PAGE TEXT:

Economics: GM no longer General Motors now Government Motors

Though Chrysler isn't owned by the US Government like General Motors, the deal that was structured was dictated by the government.

I wonder what the bankruptcy deal for Chrysler would have looked like if the Feds had kept their hands off?

Likewise, what would a restructured GM look like if the Feds had kept their hands off?

Instead, we have the Federal Government in the auto business.

It is now Government Motors.

Here is an article itemizing what is wrong with this picture.

Excerpts:
If Obama has no interest in running GM or the car industry, why did he support onerous and expensive social engineering via fuel standards at the time when the auto industry and consumers were suffering most?

If Obama has no interest in running GM, why did his administration bankroll and nationalize the company while perpetuating the myth that it could save it, after nearly every expert on the planet understood its fate was bankruptcy?

If the administration has no interest in making "difficult decisions," why did it push out GM's CEO, Rick Wagoner, and appoint yes man Fritz Henderson (who conveniently abandoned GM's long-standing opposition to economically destructive fuel-efficiency regulations)?

If Obama has no interest in running GM, why, as The Wall Street Journal pointed out, did the administration give assurance to the city of Detroit that GM would not move its headquarters?

And why did the Treasury Department strong-arm bondholders, wipe out all shareholders and magically erase almost all of the $172 billion of debt rather than allow these issues to be worked out impartially during a traditional bankruptcy?

If it's not about having the Obama administration run things, why did the president hand the United Auto Workers, a rock-ribbed political supporter, a sweetheart ownership deal for pennies on the dollar?

===

Its an outrage.

(Rows from a pointing dataset)
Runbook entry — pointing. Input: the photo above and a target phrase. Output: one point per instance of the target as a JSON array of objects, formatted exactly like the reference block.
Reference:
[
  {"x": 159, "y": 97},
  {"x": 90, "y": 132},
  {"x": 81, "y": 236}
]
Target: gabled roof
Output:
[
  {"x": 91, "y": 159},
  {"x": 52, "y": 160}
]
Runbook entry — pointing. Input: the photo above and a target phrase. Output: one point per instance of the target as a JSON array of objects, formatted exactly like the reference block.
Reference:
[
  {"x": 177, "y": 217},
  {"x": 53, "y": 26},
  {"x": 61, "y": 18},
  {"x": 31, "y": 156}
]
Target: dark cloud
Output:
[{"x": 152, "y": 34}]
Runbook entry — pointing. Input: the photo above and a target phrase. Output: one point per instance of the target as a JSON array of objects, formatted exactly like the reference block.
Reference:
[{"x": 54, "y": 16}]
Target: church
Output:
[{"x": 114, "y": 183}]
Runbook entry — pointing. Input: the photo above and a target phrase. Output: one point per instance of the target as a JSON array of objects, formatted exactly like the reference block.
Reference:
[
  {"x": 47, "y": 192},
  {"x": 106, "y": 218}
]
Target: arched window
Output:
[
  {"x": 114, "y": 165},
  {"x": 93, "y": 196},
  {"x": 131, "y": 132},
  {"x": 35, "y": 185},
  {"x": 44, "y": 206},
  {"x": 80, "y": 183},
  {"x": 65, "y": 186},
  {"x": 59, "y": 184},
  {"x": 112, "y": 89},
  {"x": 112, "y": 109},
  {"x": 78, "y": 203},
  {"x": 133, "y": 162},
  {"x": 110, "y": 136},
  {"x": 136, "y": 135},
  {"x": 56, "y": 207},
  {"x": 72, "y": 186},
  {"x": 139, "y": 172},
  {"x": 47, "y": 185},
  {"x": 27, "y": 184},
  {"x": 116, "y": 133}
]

SET EXERCISE A:
Please list every person named in the post about GM.
SET EXERCISE B:
Set down the part of the post about GM that begins with the words "Likewise, what would" and ends with "fate was bankruptcy?", copied word for word.
These lines are separate material from the post about GM.

WORKED ANSWER A:
Obama, Rick Wagoner, Fritz Henderson

WORKED ANSWER B:
Likewise, what would a restructured GM look like if the Feds had kept their hands off?

Instead, we have the Federal Government in the auto business.

It is now Government Motors.

Here is an article itemizing what is wrong with this picture.

Excerpts:
If Obama has no interest in running GM or the car industry, why did he support onerous and expensive social engineering via fuel standards at the time when the auto industry and consumers were suffering most?

If Obama has no interest in running GM, why did his administration bankroll and nationalize the company while perpetuating the myth that it could save it, after nearly every expert on the planet understood its fate was bankruptcy?